(Problem statement):
Revise the following material, changing "siding" to "cladding" and leaving everything else unchanged.

====== Material for the task ======

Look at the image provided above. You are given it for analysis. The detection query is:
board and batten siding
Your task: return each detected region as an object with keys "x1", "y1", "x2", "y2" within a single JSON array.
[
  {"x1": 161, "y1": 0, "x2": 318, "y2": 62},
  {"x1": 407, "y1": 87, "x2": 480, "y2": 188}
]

======

(Final result):
Look at the image provided above. You are given it for analysis. The detection query is:
board and batten cladding
Your task: return each detected region as an object with keys "x1", "y1", "x2", "y2" within a single JSON array.
[
  {"x1": 161, "y1": 0, "x2": 318, "y2": 62},
  {"x1": 407, "y1": 87, "x2": 480, "y2": 188}
]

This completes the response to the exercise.